Wednesday, March 26, 2008

Roses of Blood on Barbwire Vines – review

Author: D L Snell

First Published: 2007

Contains spoilers

The Blurb: “Zombies have devoured mankind. And the few survivors would be better off dead because a clan of vampires, bloodthirsty and vicious, have captured the remnants of humanity for livestock.

“In an apartment building barricaded with wrecked cars, concrete rubble, and snarls of barbwire, the vampires breed lobotomized amputees. Ann, the secret blood slave of the maternity doctor, has escaped this fate, yet her sister Ellie has not. Though she longs to escape, Ann cannot abandon her sibling and unborn niece. But she may have to if she wants to survive.

“The living dead have found a weak spot in the barricade and are quickly invading the building. Shade, the vampire monarch, defends her kingdom, while Frost, Shade’s general, plans to migrate to an island where they can breed and hunt humans. In their path stands a legion of corpses, just now evolving into something far more lethal, something with tentacles – and that’s just the beginning.”

ENTRIES SHOWN —
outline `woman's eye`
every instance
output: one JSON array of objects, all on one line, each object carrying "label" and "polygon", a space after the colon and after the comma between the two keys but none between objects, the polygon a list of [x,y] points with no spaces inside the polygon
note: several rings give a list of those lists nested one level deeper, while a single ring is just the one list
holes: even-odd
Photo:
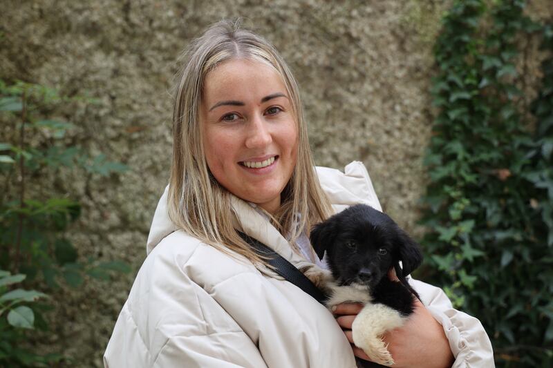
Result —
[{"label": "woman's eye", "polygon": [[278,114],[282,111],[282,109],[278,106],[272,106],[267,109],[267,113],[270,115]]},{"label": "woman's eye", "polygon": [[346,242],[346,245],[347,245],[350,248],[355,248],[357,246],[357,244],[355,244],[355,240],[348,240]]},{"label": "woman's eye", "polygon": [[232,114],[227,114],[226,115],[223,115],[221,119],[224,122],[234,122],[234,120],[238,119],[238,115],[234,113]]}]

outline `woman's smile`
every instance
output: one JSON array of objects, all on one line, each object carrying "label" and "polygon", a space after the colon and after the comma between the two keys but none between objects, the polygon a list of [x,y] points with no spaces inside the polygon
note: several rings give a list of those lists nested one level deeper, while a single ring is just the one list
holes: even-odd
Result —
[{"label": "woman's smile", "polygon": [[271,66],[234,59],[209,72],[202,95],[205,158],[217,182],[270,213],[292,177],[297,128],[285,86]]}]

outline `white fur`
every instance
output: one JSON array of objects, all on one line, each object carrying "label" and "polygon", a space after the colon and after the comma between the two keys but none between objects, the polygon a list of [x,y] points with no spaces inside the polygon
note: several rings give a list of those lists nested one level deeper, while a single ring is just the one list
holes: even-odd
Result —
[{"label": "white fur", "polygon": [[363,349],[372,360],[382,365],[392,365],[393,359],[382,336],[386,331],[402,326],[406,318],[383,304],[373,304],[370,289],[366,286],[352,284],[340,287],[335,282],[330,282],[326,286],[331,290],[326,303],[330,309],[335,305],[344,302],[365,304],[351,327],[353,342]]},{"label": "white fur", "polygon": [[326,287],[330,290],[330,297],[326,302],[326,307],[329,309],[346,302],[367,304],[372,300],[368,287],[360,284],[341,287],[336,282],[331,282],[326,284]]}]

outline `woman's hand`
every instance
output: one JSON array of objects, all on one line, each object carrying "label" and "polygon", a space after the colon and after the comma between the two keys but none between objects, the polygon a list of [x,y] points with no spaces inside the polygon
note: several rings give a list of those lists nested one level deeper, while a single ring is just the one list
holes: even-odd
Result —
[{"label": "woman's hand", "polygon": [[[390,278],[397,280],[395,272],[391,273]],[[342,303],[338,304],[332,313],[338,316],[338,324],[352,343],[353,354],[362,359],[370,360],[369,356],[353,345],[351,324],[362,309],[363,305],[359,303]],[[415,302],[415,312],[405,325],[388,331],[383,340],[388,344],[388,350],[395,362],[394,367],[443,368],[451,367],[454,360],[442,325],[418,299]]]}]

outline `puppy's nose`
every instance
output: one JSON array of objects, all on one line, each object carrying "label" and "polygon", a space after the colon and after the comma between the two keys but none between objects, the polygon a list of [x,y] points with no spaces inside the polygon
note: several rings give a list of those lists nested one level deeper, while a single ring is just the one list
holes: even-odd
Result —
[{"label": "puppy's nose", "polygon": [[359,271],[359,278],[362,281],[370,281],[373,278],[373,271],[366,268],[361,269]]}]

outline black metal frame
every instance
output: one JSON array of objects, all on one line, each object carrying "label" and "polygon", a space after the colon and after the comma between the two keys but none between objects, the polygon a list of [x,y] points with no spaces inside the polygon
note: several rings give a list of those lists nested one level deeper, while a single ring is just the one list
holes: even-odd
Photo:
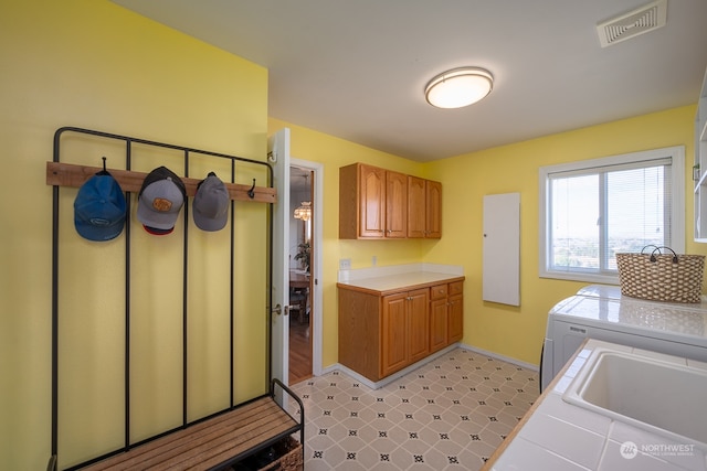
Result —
==
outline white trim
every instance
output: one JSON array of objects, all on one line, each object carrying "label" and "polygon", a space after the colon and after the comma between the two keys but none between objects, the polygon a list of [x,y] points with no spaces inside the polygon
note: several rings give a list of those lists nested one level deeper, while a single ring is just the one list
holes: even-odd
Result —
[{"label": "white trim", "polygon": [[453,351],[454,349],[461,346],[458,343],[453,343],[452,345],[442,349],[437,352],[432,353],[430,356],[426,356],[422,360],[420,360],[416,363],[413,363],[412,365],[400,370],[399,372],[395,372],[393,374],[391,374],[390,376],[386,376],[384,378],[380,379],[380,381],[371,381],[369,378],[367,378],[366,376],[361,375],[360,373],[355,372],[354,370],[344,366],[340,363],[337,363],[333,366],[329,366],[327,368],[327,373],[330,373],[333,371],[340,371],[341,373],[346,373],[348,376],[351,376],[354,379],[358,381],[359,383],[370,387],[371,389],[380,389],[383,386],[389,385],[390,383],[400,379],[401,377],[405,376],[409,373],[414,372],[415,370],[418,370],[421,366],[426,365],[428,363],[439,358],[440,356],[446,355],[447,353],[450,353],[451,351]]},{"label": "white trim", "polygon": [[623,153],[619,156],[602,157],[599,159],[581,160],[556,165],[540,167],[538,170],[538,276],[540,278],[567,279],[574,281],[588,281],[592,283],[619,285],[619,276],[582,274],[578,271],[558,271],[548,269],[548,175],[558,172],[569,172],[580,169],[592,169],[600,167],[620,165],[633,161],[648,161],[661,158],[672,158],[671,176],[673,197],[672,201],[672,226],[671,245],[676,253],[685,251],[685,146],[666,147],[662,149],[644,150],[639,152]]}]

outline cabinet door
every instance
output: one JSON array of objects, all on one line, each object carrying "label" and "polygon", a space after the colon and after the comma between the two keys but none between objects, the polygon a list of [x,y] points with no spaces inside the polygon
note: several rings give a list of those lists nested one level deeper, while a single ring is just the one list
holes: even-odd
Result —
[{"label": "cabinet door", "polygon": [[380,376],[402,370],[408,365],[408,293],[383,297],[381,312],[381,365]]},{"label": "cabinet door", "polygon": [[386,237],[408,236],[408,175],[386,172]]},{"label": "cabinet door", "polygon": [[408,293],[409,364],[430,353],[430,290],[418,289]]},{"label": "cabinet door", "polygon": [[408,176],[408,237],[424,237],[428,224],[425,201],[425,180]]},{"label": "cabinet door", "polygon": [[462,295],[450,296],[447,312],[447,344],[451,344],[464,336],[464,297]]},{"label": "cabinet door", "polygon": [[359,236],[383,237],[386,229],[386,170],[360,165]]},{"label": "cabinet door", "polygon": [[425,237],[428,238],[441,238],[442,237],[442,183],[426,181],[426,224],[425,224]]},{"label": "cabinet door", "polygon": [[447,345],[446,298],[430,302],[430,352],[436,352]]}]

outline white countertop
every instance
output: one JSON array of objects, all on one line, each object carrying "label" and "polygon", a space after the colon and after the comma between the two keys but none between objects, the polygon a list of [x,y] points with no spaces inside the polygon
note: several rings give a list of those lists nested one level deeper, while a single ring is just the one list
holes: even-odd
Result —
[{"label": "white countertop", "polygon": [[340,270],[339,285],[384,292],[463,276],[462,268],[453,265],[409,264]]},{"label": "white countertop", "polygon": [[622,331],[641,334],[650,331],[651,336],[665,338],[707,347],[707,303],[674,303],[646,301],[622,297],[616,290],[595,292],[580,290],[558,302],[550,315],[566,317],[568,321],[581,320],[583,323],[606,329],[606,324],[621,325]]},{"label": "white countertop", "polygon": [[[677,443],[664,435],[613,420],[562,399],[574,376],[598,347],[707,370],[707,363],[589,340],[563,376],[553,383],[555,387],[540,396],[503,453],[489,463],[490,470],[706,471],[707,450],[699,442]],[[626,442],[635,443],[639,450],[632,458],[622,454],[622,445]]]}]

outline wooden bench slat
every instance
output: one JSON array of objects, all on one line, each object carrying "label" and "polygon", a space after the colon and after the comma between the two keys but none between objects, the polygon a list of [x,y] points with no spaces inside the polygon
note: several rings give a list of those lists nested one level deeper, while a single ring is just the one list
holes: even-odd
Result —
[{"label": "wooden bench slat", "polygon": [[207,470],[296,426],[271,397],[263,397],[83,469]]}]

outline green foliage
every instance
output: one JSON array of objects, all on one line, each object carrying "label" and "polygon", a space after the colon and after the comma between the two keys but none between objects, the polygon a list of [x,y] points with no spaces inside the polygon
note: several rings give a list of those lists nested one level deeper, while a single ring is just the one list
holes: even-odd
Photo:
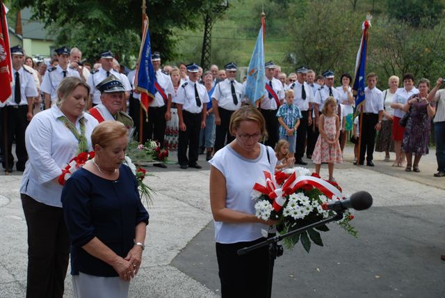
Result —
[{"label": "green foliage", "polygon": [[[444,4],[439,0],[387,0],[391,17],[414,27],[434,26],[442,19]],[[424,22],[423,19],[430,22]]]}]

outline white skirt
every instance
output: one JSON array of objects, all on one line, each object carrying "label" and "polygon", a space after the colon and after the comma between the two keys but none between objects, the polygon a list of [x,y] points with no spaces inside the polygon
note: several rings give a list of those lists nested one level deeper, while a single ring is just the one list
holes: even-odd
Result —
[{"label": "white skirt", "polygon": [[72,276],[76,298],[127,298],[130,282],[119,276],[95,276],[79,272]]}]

QUESTIONS —
#1 In the review of Roses of Blood on Barbwire Vines, who is the vampire monarch?
#2 Continue the review of Roses of Blood on Barbwire Vines from the point where it stops.

EXPECTED OUTPUTS —
#1 Shade

#2
The Review: Regular readers will be aware that I have longed for a decent amalgamation of the vampire and zombie genres, mainly around the zombie apocalypse theme. To date those efforts I have come across just haven’t cut the mustard. There is something compelling about the idea of vampires versus zombies, they seem mutually exclusive as creatures.

I stumbled across this title, well actually it was kind of thrust in my face by an Amazon recommendation. I hoped that finally someone had done the concept justice and yet the blurb worried me. When it started mentioning tentacles I feared we had strayed from the pure zombie genre into video game land. Whilst we might have strayed from the purist shambling dead, this proved to be no bad thing.

The zombies are known as puppets and are controlled by a growth in the brain called the puppeteer. The puppeteer was a bio-engineered experiment, from Nazi Germany, designed to reanimated dead soldiers. American scientists continued the experiments, using stem cells to enhance the parasite. An accidentally bred mutant strain became airborne in spore form, infecting humanity.

Some were immune to the airborne variety, but no one was immune to a bite from an infected. Even the vampires were endangered by the bite. Whilst they would not be infected, the battle between the parasite and their immune system would cause a vampire to literally melt. This, of course, offers a level of danger for the vampire characters. Because of the design, the puppeteers have evolved and are proving morphic, intelligent and capable of repairing their dead hosts.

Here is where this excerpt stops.